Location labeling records
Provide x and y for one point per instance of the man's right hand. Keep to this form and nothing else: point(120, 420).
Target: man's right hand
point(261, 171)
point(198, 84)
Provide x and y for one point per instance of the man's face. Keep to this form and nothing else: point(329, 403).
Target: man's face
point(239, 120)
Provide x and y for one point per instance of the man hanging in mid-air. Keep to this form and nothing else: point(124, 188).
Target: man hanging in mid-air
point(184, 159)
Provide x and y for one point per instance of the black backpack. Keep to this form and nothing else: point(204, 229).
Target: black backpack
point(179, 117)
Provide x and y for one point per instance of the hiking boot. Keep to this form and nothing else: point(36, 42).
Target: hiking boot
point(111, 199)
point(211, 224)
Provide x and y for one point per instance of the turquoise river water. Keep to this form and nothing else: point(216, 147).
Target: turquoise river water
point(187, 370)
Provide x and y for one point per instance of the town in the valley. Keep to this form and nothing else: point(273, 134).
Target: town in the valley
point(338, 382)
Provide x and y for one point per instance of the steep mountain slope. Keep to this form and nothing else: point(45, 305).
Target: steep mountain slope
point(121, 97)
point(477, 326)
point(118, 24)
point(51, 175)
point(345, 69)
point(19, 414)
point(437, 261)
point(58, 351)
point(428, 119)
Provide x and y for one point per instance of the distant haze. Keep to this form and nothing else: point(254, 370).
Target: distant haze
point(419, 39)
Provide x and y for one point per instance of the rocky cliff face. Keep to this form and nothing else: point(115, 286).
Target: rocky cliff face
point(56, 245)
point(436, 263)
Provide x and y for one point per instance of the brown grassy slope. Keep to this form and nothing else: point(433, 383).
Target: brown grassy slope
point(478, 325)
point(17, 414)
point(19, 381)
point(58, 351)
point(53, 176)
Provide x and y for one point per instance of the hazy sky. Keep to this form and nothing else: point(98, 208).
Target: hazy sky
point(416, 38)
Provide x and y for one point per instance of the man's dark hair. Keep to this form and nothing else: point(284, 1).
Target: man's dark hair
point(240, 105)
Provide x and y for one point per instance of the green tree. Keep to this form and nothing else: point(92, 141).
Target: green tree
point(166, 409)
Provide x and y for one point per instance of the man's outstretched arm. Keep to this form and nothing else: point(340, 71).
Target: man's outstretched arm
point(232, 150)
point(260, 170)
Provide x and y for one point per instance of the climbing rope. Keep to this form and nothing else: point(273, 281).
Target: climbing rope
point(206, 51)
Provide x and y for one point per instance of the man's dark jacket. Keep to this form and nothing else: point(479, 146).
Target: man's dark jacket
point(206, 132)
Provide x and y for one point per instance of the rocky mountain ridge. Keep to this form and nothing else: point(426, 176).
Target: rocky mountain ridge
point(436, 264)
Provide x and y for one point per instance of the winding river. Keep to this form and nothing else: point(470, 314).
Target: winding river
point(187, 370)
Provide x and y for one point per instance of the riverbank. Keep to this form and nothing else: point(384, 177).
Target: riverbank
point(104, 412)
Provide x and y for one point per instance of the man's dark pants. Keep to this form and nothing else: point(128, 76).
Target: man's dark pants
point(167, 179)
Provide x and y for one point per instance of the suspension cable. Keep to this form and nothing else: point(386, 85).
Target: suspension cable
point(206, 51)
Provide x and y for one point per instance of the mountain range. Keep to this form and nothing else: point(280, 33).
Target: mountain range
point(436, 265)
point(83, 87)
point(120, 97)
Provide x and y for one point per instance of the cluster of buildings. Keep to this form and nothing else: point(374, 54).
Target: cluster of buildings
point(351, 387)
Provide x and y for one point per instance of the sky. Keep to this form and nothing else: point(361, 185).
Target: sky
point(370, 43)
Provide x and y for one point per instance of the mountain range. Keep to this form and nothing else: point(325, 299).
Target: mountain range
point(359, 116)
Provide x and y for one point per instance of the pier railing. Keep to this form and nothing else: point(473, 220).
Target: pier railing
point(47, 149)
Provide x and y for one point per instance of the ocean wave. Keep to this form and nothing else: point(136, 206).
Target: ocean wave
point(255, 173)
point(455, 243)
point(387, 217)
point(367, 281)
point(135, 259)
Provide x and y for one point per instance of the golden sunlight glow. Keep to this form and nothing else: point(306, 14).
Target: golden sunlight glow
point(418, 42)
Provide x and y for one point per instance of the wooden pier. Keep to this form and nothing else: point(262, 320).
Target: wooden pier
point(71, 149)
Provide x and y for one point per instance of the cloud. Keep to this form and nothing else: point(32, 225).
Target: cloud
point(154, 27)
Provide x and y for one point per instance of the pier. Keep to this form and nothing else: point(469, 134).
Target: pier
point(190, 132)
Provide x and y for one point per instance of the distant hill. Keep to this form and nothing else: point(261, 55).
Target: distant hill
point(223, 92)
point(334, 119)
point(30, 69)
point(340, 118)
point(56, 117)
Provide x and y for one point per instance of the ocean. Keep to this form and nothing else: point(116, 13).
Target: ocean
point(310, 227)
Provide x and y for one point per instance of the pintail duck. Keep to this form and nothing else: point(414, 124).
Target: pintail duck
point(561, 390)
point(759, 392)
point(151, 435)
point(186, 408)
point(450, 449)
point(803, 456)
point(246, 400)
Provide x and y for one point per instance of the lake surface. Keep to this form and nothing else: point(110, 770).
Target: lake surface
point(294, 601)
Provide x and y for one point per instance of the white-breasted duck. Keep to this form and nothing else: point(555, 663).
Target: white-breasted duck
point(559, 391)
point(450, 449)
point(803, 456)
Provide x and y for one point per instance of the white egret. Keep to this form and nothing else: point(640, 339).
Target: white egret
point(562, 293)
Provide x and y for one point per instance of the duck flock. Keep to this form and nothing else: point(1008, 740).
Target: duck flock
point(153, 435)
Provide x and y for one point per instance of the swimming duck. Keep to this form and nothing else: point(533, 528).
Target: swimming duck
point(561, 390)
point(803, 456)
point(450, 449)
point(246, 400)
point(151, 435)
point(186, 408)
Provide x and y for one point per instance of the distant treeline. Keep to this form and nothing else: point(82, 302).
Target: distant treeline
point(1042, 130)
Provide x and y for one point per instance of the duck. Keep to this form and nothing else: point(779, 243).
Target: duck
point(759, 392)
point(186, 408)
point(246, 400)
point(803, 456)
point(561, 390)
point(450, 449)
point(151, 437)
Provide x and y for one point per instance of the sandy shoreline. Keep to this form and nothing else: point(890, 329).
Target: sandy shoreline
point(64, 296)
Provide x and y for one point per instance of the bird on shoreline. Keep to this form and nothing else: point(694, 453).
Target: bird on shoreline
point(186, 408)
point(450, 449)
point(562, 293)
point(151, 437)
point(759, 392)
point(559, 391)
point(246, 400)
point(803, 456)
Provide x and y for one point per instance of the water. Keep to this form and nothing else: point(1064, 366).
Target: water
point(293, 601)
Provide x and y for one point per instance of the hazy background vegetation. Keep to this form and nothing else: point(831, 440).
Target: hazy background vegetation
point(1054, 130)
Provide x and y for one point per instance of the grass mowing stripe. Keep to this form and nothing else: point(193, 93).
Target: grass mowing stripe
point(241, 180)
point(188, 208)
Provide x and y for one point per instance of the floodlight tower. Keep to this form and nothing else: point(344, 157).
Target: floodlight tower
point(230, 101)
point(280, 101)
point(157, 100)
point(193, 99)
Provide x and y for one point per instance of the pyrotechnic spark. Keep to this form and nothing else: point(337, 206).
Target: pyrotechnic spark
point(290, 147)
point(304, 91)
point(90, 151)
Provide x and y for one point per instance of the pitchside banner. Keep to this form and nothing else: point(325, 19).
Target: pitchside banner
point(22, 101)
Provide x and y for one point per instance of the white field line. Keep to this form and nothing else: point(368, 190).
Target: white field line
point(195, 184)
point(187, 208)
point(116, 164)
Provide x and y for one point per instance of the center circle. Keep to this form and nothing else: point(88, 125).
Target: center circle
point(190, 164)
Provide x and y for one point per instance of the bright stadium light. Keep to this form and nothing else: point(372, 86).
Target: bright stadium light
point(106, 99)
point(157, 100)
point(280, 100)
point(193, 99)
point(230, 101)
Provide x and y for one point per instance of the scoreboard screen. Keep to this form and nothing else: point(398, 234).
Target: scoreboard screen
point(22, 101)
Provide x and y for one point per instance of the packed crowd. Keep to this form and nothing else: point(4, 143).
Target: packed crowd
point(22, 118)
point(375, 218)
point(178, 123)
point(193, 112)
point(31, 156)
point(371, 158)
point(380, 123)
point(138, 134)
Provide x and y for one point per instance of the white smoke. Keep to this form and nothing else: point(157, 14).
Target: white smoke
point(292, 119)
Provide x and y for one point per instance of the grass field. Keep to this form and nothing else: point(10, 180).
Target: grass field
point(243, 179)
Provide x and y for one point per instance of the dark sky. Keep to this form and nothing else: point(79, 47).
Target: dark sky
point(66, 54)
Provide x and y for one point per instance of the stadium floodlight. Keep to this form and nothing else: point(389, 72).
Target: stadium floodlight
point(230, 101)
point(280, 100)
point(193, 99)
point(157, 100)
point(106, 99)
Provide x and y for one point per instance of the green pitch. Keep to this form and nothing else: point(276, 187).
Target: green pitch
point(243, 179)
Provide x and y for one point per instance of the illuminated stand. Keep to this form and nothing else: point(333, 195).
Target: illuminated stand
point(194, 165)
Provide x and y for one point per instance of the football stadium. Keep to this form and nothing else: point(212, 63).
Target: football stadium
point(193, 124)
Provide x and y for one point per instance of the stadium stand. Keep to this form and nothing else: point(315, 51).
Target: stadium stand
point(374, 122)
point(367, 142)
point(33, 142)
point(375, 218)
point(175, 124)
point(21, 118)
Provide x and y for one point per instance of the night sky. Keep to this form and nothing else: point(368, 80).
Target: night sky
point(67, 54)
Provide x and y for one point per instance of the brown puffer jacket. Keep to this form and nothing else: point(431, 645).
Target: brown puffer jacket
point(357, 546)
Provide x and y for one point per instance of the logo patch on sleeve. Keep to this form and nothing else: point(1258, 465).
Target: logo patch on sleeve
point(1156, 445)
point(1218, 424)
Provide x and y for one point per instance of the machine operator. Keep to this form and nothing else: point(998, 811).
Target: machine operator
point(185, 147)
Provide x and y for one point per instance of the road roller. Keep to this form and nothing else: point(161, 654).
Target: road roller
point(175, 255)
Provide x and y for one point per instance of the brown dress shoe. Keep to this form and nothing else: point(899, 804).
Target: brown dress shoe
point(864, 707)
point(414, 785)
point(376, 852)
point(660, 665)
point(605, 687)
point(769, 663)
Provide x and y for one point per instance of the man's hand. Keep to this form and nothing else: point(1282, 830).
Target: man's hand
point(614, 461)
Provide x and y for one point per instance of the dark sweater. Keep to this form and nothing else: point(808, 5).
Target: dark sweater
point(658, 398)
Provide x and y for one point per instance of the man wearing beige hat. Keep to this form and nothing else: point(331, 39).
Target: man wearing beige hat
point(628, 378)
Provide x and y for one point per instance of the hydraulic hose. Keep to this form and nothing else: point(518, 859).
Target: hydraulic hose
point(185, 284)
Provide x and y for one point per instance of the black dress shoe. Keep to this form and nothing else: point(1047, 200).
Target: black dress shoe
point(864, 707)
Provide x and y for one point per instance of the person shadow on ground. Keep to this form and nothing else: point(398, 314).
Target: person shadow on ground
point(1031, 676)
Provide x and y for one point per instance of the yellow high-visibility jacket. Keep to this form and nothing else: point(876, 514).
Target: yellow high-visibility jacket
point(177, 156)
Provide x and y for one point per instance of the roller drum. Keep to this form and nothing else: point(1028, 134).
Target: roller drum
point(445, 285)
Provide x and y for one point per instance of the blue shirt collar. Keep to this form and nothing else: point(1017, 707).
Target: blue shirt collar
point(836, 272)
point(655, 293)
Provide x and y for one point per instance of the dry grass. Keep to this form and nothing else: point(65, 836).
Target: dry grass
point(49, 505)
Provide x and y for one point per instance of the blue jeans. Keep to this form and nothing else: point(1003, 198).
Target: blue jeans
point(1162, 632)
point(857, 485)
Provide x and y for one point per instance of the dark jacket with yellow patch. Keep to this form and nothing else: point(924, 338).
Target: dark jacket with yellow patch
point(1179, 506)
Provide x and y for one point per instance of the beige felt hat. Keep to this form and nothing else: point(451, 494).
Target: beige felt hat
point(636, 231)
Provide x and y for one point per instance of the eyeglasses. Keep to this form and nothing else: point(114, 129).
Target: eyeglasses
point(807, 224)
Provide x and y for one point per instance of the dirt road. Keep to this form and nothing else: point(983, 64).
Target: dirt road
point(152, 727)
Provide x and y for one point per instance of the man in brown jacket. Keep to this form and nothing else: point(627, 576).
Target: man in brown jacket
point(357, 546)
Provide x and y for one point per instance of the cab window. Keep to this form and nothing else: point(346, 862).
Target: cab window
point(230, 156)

__To do__: Substitute "floating duck" for "swimming duck" in everything from the line containing "else: point(110, 770)." down to the line containing "point(188, 208)" in the records, and give back only those lines with the rest left unchanged.

__Written response__:
Provide x and y for one point per instance of the lake surface. Keep to this form and nothing else: point(110, 770).
Target: lake surface
point(294, 601)
Provide x and y for one point per instance of the white-breasted duck. Keep to this form and nothing else: point(555, 663).
Target: white-breasted duck
point(559, 391)
point(450, 449)
point(803, 456)
Provide x and y for one point per instance of the white egret. Keep to this form and nothing else: point(640, 339).
Target: white egret
point(562, 293)
Provide x and y for one point per instance of the duck flock. Keep to this form and nothing else: point(1008, 740).
Target: duck flock
point(153, 435)
Provide x and y for one point per instance of the floating duck. Keep to this form and nothing else: point(533, 528).
Target: floating duck
point(561, 390)
point(803, 456)
point(450, 449)
point(246, 400)
point(151, 435)
point(186, 408)
Provide x and y for one point per instance of the distant treeline. Keep to this form and nothing else: point(82, 302).
Target: distant treeline
point(1042, 130)
Provide x and y for one point per instance of the duck. Keep to this form and nothing else: point(779, 243).
Target: duck
point(759, 392)
point(186, 408)
point(246, 400)
point(803, 456)
point(561, 390)
point(450, 449)
point(151, 437)
Provide x and y for one point per instance of the sandy shoreline. Keep to this form and nothing else: point(890, 329).
Target: sandy shoreline
point(64, 296)
Provide x and y for one point per instance of the bird on shoreline. Keep to this form and nothing else: point(694, 453).
Target: bird on shoreline
point(186, 408)
point(450, 449)
point(562, 293)
point(151, 437)
point(759, 392)
point(559, 391)
point(246, 400)
point(803, 456)
Provide x and y for one point per instance of the water. Keep to this form and nothing else: point(1064, 366).
Target: water
point(293, 601)
Provide x and y for one point per instance of the hazy background vegetation. Keep to this form and nothing else: point(831, 440).
Target: hazy background vegetation
point(1054, 130)
Provide x and y for one point per instance of the grass mowing stripe. Keep to this form and nothing else: point(193, 93).
Target: grass mowing stripe
point(241, 180)
point(188, 208)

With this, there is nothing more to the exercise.